::: RAW DATA :::

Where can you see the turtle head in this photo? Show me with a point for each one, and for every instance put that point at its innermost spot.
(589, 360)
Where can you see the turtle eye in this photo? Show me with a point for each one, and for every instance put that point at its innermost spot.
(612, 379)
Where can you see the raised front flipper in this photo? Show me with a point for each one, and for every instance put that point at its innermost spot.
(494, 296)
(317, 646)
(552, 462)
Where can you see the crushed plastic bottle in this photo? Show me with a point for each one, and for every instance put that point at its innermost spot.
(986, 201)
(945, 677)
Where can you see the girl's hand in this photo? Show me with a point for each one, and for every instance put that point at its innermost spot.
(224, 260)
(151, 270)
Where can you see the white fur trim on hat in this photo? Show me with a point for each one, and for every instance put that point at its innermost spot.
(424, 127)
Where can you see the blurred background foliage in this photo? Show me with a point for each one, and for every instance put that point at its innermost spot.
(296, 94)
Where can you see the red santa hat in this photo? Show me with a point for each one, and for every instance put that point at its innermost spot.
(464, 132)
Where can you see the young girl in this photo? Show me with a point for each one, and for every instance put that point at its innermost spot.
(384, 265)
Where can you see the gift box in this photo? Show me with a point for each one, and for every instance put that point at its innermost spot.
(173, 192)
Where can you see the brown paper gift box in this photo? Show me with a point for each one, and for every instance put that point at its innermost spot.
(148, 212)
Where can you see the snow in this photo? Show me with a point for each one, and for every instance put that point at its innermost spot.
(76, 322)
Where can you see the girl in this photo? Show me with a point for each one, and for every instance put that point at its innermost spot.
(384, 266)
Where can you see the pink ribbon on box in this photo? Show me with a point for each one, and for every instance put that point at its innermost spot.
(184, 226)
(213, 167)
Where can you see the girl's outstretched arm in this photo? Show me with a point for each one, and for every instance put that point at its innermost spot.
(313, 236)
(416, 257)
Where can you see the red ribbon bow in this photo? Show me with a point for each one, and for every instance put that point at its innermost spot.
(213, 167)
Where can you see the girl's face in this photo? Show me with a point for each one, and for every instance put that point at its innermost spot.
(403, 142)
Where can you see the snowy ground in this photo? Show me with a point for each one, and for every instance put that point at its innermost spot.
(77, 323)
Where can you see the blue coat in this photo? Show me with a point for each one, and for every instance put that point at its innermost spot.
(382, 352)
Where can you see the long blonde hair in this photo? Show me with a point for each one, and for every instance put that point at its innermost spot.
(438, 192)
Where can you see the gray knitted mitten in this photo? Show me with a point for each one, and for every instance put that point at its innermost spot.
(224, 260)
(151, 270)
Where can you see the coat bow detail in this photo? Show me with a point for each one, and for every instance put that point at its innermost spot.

:::
::: RAW DATA :::

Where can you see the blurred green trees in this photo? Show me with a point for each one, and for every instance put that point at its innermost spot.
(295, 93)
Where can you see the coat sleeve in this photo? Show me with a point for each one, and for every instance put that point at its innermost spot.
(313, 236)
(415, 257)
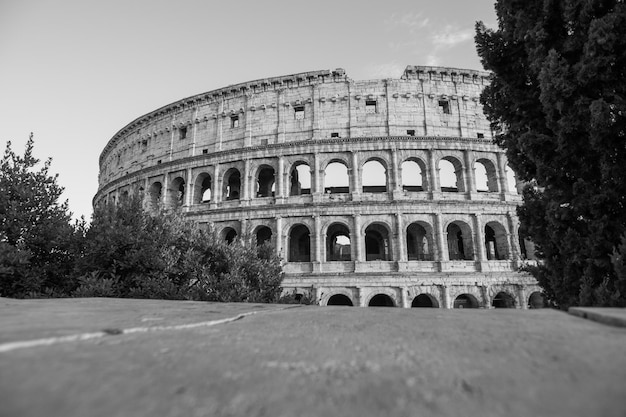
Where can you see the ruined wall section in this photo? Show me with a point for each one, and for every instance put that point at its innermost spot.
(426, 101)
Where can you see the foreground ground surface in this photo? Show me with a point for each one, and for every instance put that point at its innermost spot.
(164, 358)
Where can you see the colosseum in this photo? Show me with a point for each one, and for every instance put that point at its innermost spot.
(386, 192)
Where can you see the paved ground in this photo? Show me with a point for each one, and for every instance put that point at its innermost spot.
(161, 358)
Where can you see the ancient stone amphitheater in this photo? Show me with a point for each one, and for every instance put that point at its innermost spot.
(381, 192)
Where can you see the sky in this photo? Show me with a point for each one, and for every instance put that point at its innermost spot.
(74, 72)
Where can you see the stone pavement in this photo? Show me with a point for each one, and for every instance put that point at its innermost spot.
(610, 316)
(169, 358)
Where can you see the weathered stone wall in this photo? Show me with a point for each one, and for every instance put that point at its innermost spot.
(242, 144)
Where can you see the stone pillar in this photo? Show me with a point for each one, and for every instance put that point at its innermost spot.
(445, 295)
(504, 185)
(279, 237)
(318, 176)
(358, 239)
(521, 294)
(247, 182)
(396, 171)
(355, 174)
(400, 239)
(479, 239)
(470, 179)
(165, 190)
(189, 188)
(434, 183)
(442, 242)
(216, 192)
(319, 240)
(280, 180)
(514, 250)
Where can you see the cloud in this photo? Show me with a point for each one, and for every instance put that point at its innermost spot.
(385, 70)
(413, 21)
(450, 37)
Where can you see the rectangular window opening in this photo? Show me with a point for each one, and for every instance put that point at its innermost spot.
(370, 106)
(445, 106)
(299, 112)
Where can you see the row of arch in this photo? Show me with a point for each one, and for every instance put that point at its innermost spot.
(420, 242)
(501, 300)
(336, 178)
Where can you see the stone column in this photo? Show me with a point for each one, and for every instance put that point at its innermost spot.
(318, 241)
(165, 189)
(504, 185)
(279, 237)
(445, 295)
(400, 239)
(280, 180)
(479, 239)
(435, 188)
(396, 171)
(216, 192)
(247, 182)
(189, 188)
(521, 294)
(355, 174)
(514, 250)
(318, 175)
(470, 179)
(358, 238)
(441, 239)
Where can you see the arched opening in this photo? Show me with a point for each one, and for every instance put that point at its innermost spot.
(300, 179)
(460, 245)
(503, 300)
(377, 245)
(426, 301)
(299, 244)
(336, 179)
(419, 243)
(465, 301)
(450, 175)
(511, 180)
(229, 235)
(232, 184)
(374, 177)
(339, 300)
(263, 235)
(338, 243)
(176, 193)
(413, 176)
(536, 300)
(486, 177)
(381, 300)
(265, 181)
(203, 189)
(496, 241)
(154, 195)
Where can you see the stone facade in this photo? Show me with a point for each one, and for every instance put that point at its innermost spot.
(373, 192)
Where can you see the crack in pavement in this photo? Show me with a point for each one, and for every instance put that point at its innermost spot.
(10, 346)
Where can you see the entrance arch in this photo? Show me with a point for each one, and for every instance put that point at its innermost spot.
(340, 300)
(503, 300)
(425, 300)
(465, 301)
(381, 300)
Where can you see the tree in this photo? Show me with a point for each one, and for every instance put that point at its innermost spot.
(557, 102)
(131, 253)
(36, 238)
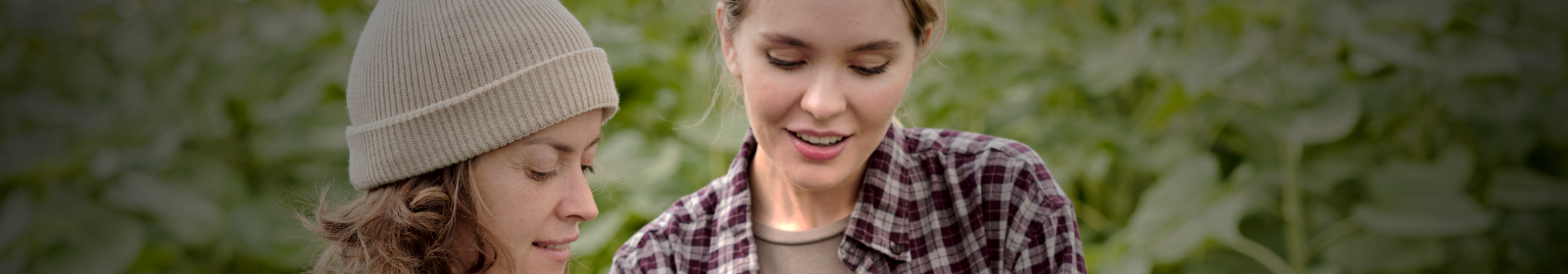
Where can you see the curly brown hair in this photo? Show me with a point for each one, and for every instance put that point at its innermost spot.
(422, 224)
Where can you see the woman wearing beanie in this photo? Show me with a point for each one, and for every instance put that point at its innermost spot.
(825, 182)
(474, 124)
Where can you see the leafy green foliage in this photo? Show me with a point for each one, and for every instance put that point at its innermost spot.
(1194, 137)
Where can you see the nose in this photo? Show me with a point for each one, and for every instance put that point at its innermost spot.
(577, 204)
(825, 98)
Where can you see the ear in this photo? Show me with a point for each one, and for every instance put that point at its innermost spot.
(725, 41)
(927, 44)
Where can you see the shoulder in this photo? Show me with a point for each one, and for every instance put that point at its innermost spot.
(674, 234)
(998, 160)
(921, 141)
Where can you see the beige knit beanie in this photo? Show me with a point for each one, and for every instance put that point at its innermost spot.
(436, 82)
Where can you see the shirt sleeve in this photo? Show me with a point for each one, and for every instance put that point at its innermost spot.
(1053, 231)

:::
::: RAW DATA :::

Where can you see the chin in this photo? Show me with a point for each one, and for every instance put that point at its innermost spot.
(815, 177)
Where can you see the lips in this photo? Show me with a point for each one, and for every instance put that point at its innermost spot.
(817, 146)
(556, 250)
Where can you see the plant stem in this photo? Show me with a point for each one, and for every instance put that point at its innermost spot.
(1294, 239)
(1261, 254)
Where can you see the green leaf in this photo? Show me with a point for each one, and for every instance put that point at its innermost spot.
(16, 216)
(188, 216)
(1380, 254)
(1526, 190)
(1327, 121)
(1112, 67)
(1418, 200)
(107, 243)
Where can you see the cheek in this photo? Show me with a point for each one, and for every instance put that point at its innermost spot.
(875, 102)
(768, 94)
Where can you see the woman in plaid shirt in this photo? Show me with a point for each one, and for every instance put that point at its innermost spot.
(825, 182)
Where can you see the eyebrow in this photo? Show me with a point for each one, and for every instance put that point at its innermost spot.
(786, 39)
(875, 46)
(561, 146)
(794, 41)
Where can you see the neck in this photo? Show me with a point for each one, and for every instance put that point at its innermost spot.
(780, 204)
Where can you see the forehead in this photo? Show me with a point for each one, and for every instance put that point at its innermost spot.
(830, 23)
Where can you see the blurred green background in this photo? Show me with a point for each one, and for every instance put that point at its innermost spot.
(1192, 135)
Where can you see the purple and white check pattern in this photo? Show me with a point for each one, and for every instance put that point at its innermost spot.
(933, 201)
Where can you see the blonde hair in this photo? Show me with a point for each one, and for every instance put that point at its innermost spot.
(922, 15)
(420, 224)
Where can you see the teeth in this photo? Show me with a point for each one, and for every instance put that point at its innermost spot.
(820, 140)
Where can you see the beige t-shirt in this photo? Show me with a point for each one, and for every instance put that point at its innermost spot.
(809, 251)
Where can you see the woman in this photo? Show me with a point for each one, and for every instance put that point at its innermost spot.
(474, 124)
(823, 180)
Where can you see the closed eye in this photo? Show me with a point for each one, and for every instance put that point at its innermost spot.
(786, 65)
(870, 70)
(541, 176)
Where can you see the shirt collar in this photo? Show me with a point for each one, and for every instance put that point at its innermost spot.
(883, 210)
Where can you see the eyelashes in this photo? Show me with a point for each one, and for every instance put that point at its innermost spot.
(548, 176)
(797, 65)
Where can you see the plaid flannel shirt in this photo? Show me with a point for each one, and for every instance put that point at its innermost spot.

:::

Copy the lines above, word for word, starting at the line that contains "Where can you see the shirt collar" and ending at the line that contains "Where can you see the plaid", both included.

## EXERCISE OUTPUT:
Where can you see the shirt collar in this photo? Show me with a point for each one, and for every instance put that point at its innermost spot.
(883, 210)
Where can you see the eyelashes in this photo? Show me with a point for each one, and for every instance put that point at its innermost spot.
(548, 176)
(797, 65)
Where can you see the plaid flannel shirt in this photo? Show me with a point for each one, and for every instance put that point at its innermost spot.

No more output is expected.